* **Cosa fare**:
Converti tutte le righe seguenti in una tabella Markdown con le colonne "Num" e "Testo": nella prima il numero progressivo, nella seconda la riga, tralasciando quelle vuote. Lascia fuori dal risultato le immagini.

====== Dati da elaborare

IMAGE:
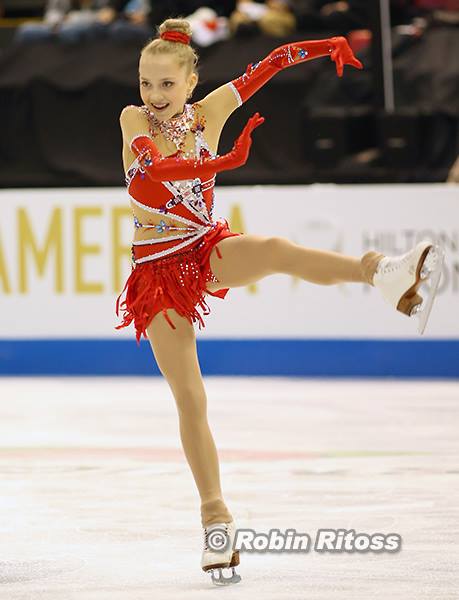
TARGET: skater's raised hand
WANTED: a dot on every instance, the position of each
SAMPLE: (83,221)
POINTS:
(243,143)
(342,55)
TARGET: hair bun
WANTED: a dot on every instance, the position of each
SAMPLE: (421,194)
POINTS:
(175,36)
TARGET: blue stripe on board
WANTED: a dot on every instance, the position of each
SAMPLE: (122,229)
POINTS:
(280,357)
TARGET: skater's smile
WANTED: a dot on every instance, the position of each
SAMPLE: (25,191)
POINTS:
(165,85)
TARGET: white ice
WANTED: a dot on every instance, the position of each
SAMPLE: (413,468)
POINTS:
(97,500)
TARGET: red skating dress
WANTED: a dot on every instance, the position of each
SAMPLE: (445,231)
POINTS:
(172,272)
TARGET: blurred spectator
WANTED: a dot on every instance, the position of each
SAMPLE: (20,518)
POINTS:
(127,20)
(73,20)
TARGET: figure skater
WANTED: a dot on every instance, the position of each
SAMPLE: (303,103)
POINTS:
(180,253)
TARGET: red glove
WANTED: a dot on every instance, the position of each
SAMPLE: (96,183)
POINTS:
(160,168)
(256,75)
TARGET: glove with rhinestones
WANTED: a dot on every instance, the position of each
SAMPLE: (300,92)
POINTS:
(160,168)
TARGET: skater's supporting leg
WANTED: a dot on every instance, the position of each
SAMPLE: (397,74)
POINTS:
(176,356)
(246,259)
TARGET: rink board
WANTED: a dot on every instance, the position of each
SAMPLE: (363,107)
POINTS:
(65,255)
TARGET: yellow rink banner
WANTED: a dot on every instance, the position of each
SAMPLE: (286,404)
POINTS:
(65,255)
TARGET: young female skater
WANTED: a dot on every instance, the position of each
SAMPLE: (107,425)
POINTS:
(179,253)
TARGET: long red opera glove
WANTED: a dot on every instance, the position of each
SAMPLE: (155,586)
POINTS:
(160,168)
(256,75)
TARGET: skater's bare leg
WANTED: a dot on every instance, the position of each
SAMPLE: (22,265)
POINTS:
(248,258)
(176,356)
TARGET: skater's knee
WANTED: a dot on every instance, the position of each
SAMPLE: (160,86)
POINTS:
(191,401)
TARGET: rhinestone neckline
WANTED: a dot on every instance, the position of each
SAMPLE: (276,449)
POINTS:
(174,129)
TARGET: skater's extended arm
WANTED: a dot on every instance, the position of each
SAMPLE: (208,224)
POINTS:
(160,168)
(220,103)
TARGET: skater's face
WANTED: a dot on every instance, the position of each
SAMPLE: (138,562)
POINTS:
(163,81)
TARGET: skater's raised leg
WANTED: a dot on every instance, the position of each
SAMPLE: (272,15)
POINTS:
(249,258)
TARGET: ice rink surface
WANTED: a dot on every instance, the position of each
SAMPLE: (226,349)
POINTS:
(98,502)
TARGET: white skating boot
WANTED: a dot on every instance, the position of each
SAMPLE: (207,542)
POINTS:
(218,552)
(399,278)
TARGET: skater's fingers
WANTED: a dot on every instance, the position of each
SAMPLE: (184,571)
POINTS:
(355,62)
(339,66)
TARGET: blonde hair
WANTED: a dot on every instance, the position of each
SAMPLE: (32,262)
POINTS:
(185,55)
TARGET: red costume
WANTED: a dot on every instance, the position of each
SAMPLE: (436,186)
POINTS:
(172,272)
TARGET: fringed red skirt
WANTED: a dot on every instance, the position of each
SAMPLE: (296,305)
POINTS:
(176,281)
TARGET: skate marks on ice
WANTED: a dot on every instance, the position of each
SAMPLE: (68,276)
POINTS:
(21,571)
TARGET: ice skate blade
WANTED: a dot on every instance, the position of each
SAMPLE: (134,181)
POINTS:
(436,259)
(222,580)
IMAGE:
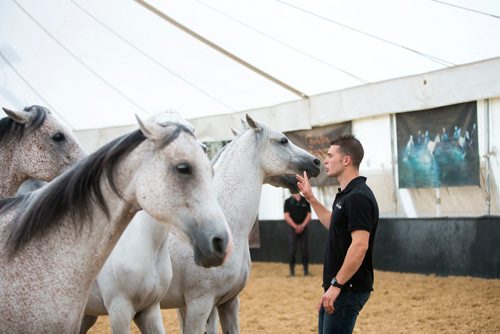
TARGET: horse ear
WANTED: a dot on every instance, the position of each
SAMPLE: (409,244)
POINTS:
(253,124)
(21,117)
(244,124)
(149,129)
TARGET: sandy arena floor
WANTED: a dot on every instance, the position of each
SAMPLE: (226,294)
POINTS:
(401,303)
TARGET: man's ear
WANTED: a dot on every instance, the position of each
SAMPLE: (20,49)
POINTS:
(347,160)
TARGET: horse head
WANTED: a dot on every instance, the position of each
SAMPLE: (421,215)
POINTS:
(43,146)
(175,185)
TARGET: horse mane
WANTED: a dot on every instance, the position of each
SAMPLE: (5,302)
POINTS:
(75,191)
(11,129)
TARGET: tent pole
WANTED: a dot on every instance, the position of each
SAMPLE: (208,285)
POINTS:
(487,156)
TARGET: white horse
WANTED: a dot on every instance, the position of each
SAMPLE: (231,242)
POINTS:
(34,144)
(257,155)
(54,241)
(137,274)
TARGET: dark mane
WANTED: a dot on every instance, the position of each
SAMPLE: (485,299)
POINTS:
(75,191)
(10,129)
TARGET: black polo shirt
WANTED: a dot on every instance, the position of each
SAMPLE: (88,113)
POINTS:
(354,208)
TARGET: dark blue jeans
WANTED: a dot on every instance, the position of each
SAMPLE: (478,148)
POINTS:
(342,320)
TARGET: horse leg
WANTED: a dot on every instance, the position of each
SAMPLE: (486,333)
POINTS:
(181,316)
(212,322)
(196,316)
(229,316)
(87,323)
(150,320)
(121,314)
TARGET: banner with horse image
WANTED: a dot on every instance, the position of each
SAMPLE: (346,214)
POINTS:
(438,147)
(317,142)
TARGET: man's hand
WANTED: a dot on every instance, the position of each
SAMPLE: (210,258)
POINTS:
(328,299)
(299,229)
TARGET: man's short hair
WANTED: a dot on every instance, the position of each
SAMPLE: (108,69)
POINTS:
(351,146)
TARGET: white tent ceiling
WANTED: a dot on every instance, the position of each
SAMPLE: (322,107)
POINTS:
(97,63)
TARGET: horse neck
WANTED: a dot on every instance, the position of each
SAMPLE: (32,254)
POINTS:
(10,174)
(99,235)
(143,232)
(238,180)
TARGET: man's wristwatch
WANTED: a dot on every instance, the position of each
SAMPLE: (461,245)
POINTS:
(336,283)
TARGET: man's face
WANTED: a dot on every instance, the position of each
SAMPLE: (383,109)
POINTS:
(334,162)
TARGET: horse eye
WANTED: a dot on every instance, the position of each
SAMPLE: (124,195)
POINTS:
(184,169)
(58,137)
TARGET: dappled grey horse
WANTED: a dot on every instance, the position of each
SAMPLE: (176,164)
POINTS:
(259,154)
(137,273)
(54,241)
(34,144)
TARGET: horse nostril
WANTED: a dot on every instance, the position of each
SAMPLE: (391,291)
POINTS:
(218,245)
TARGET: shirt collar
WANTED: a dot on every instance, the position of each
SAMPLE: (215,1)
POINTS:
(351,185)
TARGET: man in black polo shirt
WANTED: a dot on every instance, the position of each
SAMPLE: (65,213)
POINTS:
(352,223)
(297,216)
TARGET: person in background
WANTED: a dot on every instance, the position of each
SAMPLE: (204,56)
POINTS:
(352,223)
(297,216)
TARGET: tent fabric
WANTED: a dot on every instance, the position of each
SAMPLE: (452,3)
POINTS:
(97,63)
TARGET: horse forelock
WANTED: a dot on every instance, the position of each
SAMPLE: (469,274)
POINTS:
(11,129)
(73,193)
(171,136)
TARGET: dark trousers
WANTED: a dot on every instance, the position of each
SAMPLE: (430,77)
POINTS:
(301,240)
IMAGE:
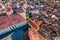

============

* **Esercizio svolto**:
| Num | Testo |
|---|---|
| 1 | IMAGE: |
| 2 | TARGET: skater's raised hand |
| 3 | WANTED: a dot on every instance, the position of each |
| 4 | SAMPLE: (83,221) |
| 5 | POINTS: |
| 6 | (243,143) |
| 7 | (342,55) |
| 8 | TARGET: hair bun |
| 9 | WANTED: a dot on every instance, the position of each |
| 10 | SAMPLE: (421,194) |
| 11 | POINTS: |
| 12 | (175,36) |
| 13 | TARGET: blue stripe on board |
| 14 | WANTED: a dot on every instance, the position of each |
| 15 | SAMPLE: (122,229) |
| 16 | POINTS: |
| 17 | (280,357) |
| 18 | TARGET: skater's smile |
| 19 | WANTED: a dot on every instance, the position of each |
| 20 | SAMPLE: (25,191) |
| 21 | POINTS: |
| 22 | (165,85) |
| 23 | TARGET: white ice |
| 24 | WANTED: a dot on every instance, the position of each |
| 25 | SAMPLE: (413,468) |
| 26 | POINTS: |
| 27 | (97,500) |
| 28 | TARGET: red skating dress |
| 29 | WANTED: a dot on every instance, the position of each |
| 30 | SAMPLE: (445,231) |
| 31 | POINTS: |
| 32 | (172,272) |
| 33 | TARGET: blurred spectator |
| 34 | WANTED: a dot on every instance, the position of each |
| 35 | SAMPLE: (20,518) |
| 36 | POINTS: |
| 37 | (127,20) |
| 38 | (73,20) |
| 39 | TARGET: figure skater |
| 40 | WANTED: a dot on every instance, the position of each |
| 41 | SAMPLE: (303,103) |
| 42 | POINTS: |
| 43 | (180,253) |
| 44 | TARGET: red glove |
| 45 | WANTED: a dot on every instance, the position of each |
| 46 | SAMPLE: (96,183) |
| 47 | POINTS: |
| 48 | (160,168) |
| 49 | (256,75) |
| 50 | TARGET: glove with rhinestones |
| 51 | WANTED: a dot on every instance, the position of each |
| 52 | SAMPLE: (300,92) |
| 53 | POINTS: |
| 54 | (160,168) |
| 55 | TARGET: skater's supporting leg |
| 56 | WANTED: a dot on every instance, the position of each |
| 57 | SAMPLE: (397,74) |
| 58 | POINTS: |
| 59 | (176,356) |
| 60 | (246,259) |
| 61 | TARGET: rink board |
| 62 | WANTED: a dot on every instance, the position of each |
| 63 | SAMPLE: (363,107) |
| 64 | POINTS: |
| 65 | (65,255) |
| 66 | TARGET: yellow rink banner |
| 67 | WANTED: a dot on every instance, the position of each |
| 68 | SAMPLE: (286,404) |
| 69 | POINTS: |
| 70 | (65,255) |
| 71 | TARGET: young female skater |
| 72 | WANTED: a dot on every instance, the position of each |
| 73 | SAMPLE: (107,425) |
| 74 | POINTS: |
| 75 | (179,253) |
| 76 | TARGET: long red opera glove |
| 77 | WANTED: a dot on every instance, the position of each |
| 78 | SAMPLE: (155,586) |
| 79 | POINTS: |
| 80 | (160,168) |
| 81 | (256,75) |
| 82 | TARGET: skater's bare leg |
| 83 | WANTED: a dot on every instance, the position of each |
| 84 | SAMPLE: (22,265) |
| 85 | POINTS: |
| 86 | (248,258) |
| 87 | (176,356) |
| 88 | TARGET: skater's knee |
| 89 | WANTED: a dot on every instance, the position of each |
| 90 | SAMPLE: (160,86) |
| 91 | POINTS: |
| 92 | (191,401) |
| 93 | TARGET: rhinestone neckline |
| 94 | WANTED: a dot on every instance, the position of each |
| 95 | SAMPLE: (276,449) |
| 96 | POINTS: |
| 97 | (174,129) |
| 98 | TARGET: skater's extended arm |
| 99 | WANTED: a dot on every instance, the position of each |
| 100 | SAMPLE: (208,224) |
| 101 | POINTS: |
| 102 | (160,168) |
| 103 | (220,103) |
| 104 | TARGET: skater's face |
| 105 | WANTED: a dot on every instance, the position of each |
| 106 | SAMPLE: (138,562) |
| 107 | POINTS: |
| 108 | (163,81) |
| 109 | TARGET: skater's raised leg |
| 110 | WANTED: a dot on every instance, the position of each |
| 111 | SAMPLE: (272,15) |
| 112 | POINTS: |
| 113 | (249,258) |
| 114 | TARGET: ice rink surface |
| 115 | WANTED: a dot on every instance, the position of each |
| 116 | SAMPLE: (226,349) |
| 117 | POINTS: |
| 118 | (98,502) |
| 119 | TARGET: white skating boot |
| 120 | WANTED: a dot on every instance, the position of each |
| 121 | SAMPLE: (207,542) |
| 122 | POINTS: |
| 123 | (218,552) |
| 124 | (399,278) |
| 125 | TARGET: skater's fingers |
| 126 | WANTED: a dot on every instance, the position of each |
| 127 | SAMPLE: (184,571) |
| 128 | POINTS: |
| 129 | (355,62) |
| 130 | (339,66) |
| 131 | TARGET: blonde hair |
| 132 | WANTED: a dot on every instance, the position of each |
| 133 | SAMPLE: (32,262) |
| 134 | POINTS: |
| 135 | (185,55) |
| 136 | TARGET: red costume |
| 137 | WANTED: a dot on every instance, the position of each |
| 138 | SAMPLE: (436,186) |
| 139 | POINTS: |
| 140 | (172,272) |
| 141 | TARGET: fringed red skirt |
| 142 | WANTED: a dot on every instance, the position of each |
| 143 | SAMPLE: (296,305) |
| 144 | POINTS: |
| 145 | (176,281) |
| 146 | TARGET: skate marks on ice |
| 147 | WANTED: a dot on every instance, the position of each |
| 148 | SAMPLE: (68,276) |
| 149 | POINTS: |
| 150 | (21,571) |
| 151 | TARGET: ice skate blade |
| 152 | WANTED: a dot on every instance, the position of each |
| 153 | SAMPLE: (134,181) |
| 154 | POINTS: |
| 155 | (436,259) |
| 156 | (222,580) |
| 157 | IMAGE: |
| 158 | TARGET: horse ear |
| 159 | WANTED: a dot on every instance, the position of each |
| 160 | SAMPLE: (409,244) |
| 161 | POINTS: |
| 162 | (253,124) |
| 163 | (21,117) |
| 164 | (244,124) |
| 165 | (149,129) |
| 166 | TARGET: sandy arena floor |
| 167 | WANTED: a dot on every instance, the position of each |
| 168 | SAMPLE: (226,294) |
| 169 | POINTS: |
| 170 | (401,303) |
| 171 | TARGET: man's ear |
| 172 | WANTED: a dot on every instance, the position of each |
| 173 | SAMPLE: (20,49) |
| 174 | POINTS: |
| 175 | (347,160) |
| 176 | TARGET: horse head |
| 177 | WANTED: a dot on every instance, the position of each |
| 178 | SAMPLE: (421,215) |
| 179 | POINTS: |
| 180 | (43,146) |
| 181 | (175,185) |
| 182 | TARGET: horse mane |
| 183 | WANTED: a dot on every instance, the position of each |
| 184 | SAMPLE: (5,302) |
| 185 | POINTS: |
| 186 | (75,191) |
| 187 | (11,129) |
| 188 | TARGET: tent pole |
| 189 | WANTED: a dot on every instance, the position of each |
| 190 | SAMPLE: (208,285) |
| 191 | POINTS: |
| 192 | (487,156) |
| 193 | TARGET: white horse |
| 194 | WANTED: a dot on every instance, the position of each |
| 195 | SAMPLE: (231,242) |
| 196 | POINTS: |
| 197 | (34,144) |
| 198 | (257,155) |
| 199 | (54,241) |
| 200 | (137,274) |
| 201 | TARGET: dark mane |
| 202 | WANTED: a dot on every instance, the position of each |
| 203 | SAMPLE: (485,299) |
| 204 | POINTS: |
| 205 | (75,191) |
| 206 | (10,129) |
| 207 | TARGET: black polo shirt |
| 208 | WANTED: a dot on every instance, the position of each |
| 209 | SAMPLE: (88,113) |
| 210 | POINTS: |
| 211 | (354,208) |
| 212 | TARGET: dark blue jeans |
| 213 | WANTED: a dot on every instance, the position of each |
| 214 | SAMPLE: (478,148) |
| 215 | POINTS: |
| 216 | (342,320) |
| 217 | TARGET: horse leg |
| 218 | WANTED: a dot on every instance, the position of each |
| 219 | SAMPLE: (486,333) |
| 220 | POINTS: |
| 221 | (181,316) |
| 222 | (212,322) |
| 223 | (196,316) |
| 224 | (229,316) |
| 225 | (87,323) |
| 226 | (150,320) |
| 227 | (121,314) |
| 228 | TARGET: banner with horse image |
| 229 | WANTED: a dot on every instance, the position of each |
| 230 | SAMPLE: (346,214) |
| 231 | POINTS: |
| 232 | (438,147) |
| 233 | (317,142) |
| 234 | TARGET: man's hand |
| 235 | WANTED: a dot on every instance, the position of each |
| 236 | SAMPLE: (210,258) |
| 237 | POINTS: |
| 238 | (328,299) |
| 239 | (299,229) |
| 240 | TARGET: man's short hair |
| 241 | WANTED: a dot on every instance, the position of each |
| 242 | SAMPLE: (108,69) |
| 243 | POINTS: |
| 244 | (351,146) |
| 245 | TARGET: white tent ceiling |
| 246 | WANTED: a dot on every instance, the position of each |
| 247 | SAMPLE: (322,107) |
| 248 | POINTS: |
| 249 | (97,63) |
| 250 | TARGET: horse neck |
| 251 | WANTED: a dot on every instance, the position of each |
| 252 | SAMPLE: (32,254) |
| 253 | POINTS: |
| 254 | (10,174) |
| 255 | (99,235) |
| 256 | (143,232) |
| 257 | (238,180) |
| 258 | TARGET: man's wristwatch |
| 259 | WANTED: a dot on every instance, the position of each |
| 260 | SAMPLE: (461,245) |
| 261 | POINTS: |
| 262 | (336,283) |
| 263 | TARGET: man's face |
| 264 | WANTED: a dot on every instance, the position of each |
| 265 | SAMPLE: (383,109) |
| 266 | POINTS: |
| 267 | (334,162) |
| 268 | TARGET: horse eye |
| 269 | WANTED: a dot on every instance, the position of each |
| 270 | SAMPLE: (124,195) |
| 271 | POINTS: |
| 272 | (184,169) |
| 273 | (58,137) |
| 274 | TARGET: dappled grey horse |
| 275 | WANTED: a dot on every instance, the position of each |
| 276 | SAMPLE: (176,164) |
| 277 | POINTS: |
| 278 | (259,154) |
| 279 | (137,273) |
| 280 | (54,241) |
| 281 | (34,144) |
| 282 | TARGET: horse nostril |
| 283 | WANTED: a dot on every instance, the position of each |
| 284 | SAMPLE: (391,291) |
| 285 | POINTS: |
| 286 | (218,245) |
| 287 | TARGET: shirt collar |
| 288 | WANTED: a dot on every instance, the position of each |
| 289 | SAMPLE: (215,1) |
| 290 | POINTS: |
| 291 | (351,185) |
| 292 | TARGET: man in black polo shirt |
| 293 | WANTED: a dot on every instance, the position of each |
| 294 | SAMPLE: (65,213) |
| 295 | POINTS: |
| 296 | (352,223) |
| 297 | (297,216) |
| 298 | TARGET: person in background |
| 299 | WANTED: a dot on every instance, the position of each |
| 300 | SAMPLE: (204,56) |
| 301 | POINTS: |
| 302 | (352,223) |
| 303 | (297,216) |
| 304 | TARGET: tent fabric |
| 305 | WANTED: a dot on every instance, the position of each |
| 306 | SAMPLE: (452,3) |
| 307 | POINTS: |
| 308 | (97,63) |
| 309 | TARGET: horse forelock |
| 310 | WANTED: a dot on every instance, the position of each |
| 311 | SAMPLE: (469,274) |
| 312 | POINTS: |
| 313 | (11,129) |
| 314 | (73,193) |
| 315 | (171,136) |
| 316 | TARGET: dark trousers |
| 317 | WANTED: a dot on every instance, the position of each |
| 318 | SAMPLE: (430,77) |
| 319 | POINTS: |
| 320 | (301,240) |
| 321 | IMAGE: |